EXERCISE REQUIREMENTS:
Take the line that contains "green saucepan, and" as the first line and the last line of the material below as the final one; reproduce exactly the lines between, inclusive.

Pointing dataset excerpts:
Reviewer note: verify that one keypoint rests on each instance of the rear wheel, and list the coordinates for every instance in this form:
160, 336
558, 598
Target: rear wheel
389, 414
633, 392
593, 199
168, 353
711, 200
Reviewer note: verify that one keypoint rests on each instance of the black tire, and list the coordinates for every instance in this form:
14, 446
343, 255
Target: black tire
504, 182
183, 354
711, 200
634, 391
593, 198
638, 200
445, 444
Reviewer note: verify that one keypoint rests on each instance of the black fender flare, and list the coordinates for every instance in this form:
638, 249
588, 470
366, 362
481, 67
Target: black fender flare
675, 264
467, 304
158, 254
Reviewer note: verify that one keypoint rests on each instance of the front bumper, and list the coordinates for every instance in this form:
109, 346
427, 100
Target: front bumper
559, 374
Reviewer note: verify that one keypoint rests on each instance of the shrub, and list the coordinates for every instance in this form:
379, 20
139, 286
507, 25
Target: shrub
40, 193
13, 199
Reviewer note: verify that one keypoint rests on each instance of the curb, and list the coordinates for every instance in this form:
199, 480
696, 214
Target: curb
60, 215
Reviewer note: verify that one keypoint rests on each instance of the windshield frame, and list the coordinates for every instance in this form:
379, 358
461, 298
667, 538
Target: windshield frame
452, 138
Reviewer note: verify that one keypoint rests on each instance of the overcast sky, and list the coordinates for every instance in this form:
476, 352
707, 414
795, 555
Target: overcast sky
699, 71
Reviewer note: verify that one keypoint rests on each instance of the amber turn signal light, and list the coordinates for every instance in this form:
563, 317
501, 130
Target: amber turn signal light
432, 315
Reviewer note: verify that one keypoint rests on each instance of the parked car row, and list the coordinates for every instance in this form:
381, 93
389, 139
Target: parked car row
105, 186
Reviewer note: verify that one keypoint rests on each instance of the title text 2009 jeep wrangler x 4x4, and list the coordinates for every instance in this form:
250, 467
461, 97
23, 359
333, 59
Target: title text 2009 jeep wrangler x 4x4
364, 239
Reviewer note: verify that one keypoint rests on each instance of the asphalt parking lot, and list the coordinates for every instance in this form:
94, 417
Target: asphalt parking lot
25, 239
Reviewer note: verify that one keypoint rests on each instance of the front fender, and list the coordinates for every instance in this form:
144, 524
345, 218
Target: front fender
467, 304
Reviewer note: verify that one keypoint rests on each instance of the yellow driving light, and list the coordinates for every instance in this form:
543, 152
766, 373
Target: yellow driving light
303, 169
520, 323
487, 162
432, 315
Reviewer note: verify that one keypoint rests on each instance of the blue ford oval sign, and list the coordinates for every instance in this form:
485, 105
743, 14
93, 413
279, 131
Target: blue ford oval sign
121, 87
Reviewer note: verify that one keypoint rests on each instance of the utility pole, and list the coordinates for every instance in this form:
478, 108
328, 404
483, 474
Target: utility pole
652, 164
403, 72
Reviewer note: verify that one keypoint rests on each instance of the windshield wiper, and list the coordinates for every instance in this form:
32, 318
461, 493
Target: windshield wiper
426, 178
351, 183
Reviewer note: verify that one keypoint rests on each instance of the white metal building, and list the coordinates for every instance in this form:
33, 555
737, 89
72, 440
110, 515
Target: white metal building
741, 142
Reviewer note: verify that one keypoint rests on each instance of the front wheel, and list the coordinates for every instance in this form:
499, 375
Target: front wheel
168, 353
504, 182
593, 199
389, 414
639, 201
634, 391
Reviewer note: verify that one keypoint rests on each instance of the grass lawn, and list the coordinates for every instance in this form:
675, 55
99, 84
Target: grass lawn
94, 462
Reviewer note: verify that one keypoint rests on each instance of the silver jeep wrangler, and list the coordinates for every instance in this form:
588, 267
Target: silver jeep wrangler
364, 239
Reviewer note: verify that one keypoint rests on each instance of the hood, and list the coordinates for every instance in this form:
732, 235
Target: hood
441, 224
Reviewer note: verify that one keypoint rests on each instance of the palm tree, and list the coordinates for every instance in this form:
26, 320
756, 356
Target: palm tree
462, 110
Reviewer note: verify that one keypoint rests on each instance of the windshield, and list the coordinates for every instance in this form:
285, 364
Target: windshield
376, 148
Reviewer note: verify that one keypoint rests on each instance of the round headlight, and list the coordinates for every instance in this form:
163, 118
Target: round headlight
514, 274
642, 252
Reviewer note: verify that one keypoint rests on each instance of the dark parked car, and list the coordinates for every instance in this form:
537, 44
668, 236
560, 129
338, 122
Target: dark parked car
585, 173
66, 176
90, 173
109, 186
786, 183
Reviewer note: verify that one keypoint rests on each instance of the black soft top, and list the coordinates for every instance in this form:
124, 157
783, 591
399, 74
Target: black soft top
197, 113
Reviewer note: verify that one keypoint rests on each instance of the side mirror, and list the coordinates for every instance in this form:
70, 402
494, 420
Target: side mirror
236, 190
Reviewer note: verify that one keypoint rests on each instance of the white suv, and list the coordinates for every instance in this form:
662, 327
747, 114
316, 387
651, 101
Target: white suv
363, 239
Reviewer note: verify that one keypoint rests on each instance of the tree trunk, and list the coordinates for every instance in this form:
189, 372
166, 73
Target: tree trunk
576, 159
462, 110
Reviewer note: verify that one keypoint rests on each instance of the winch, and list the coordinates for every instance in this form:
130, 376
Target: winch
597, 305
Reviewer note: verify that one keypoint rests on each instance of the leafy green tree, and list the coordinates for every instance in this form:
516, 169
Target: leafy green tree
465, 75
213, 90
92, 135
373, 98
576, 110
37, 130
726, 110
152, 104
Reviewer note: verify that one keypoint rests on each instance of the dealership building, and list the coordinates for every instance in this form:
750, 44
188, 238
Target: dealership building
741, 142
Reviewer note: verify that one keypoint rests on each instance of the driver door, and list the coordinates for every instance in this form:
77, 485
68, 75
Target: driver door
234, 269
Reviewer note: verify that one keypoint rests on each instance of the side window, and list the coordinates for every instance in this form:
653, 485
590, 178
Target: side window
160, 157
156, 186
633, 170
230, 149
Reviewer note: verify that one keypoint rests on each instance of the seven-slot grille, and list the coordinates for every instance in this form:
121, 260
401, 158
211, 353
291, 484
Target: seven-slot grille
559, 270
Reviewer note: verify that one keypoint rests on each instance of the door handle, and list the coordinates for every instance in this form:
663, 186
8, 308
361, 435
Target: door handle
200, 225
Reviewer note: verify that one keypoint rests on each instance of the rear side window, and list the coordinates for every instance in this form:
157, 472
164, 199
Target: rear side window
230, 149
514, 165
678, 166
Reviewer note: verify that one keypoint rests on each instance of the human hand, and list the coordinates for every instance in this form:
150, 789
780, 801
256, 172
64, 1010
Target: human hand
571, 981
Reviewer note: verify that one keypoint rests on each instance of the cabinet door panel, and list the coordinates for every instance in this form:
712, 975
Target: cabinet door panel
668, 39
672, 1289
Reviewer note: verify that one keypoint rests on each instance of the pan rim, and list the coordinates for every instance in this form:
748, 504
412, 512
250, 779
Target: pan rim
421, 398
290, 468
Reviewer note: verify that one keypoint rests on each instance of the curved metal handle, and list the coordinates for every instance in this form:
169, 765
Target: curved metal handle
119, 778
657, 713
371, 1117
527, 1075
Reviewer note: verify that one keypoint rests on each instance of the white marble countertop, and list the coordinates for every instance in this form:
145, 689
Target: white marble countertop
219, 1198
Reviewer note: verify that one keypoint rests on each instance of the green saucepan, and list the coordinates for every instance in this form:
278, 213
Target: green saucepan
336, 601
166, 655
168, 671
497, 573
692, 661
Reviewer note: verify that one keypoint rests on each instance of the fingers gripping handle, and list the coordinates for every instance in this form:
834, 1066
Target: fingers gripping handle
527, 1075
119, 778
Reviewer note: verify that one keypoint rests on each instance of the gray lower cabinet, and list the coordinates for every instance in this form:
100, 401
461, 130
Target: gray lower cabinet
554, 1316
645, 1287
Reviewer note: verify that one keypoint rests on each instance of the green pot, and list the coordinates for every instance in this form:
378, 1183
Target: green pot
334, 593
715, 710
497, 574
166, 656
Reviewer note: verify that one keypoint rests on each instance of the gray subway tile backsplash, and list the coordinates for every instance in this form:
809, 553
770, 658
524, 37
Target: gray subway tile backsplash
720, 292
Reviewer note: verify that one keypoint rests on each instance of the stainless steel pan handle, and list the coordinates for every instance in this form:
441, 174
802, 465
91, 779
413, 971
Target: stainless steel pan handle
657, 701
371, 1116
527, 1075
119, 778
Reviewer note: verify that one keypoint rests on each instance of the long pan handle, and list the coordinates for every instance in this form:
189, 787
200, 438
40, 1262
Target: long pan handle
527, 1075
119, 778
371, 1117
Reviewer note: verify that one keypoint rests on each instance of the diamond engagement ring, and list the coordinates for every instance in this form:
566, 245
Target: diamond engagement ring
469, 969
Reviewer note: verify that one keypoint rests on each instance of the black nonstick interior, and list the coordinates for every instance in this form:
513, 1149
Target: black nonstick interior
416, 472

FULL SOLUTION:
Reviewer note: verify that one keypoint rests on each instance of the green saucepan, and list the coordinates for every instance in this form:
278, 213
Target: green saucepan
336, 601
166, 655
168, 671
497, 573
692, 661
Reviewer note: verify that one keypoint rests on each instance of the fingers gripping handle, and list the coordinates for every instance in this form:
834, 1066
Target: fingers gripping handle
527, 1075
119, 778
Reviewer note: verify that one keypoint rests on each instance of the gray lower cabinet, and list the coordinates for every instance in this form:
100, 401
461, 130
Target: gray lower cabinet
554, 1316
645, 1287
Reviewer note: verify that one keypoint rests on each instance of the green pot, and list the coordinates for every instance in this form:
378, 1183
Target: green pot
334, 593
715, 710
497, 574
166, 656
Reviewer note: verify that one keypoint rests on each instance of the gray subway tile backsplash, and list the coordinates for every instance in this form:
809, 553
770, 658
524, 37
Target: gray subway tile backsplash
720, 292
Reviewer note: verify that one keypoint rests on each instance of the stainless steel pan handle, and list the coordinates for every instance in this form:
441, 174
802, 465
91, 779
413, 971
Target: stainless steel pan handle
657, 701
371, 1116
527, 1075
119, 778
Reviewer note: verify that one keypoint rests on each instance of the long pan handle, and list the coordinates for every instance in this form:
189, 787
200, 438
40, 1262
Target: long pan handle
527, 1075
119, 778
371, 1117
Reviewer note: verify that one keypoint rests on each instance of the diamond engagement ring, and list the coordinates for every instance in this form:
566, 245
Target: diamond engagement ring
469, 969
Reviewer note: verify that one keypoint rests on each instance of the black nonstick interior, and list the coordinates for every instance in this form:
513, 1149
Target: black nonstick interior
416, 472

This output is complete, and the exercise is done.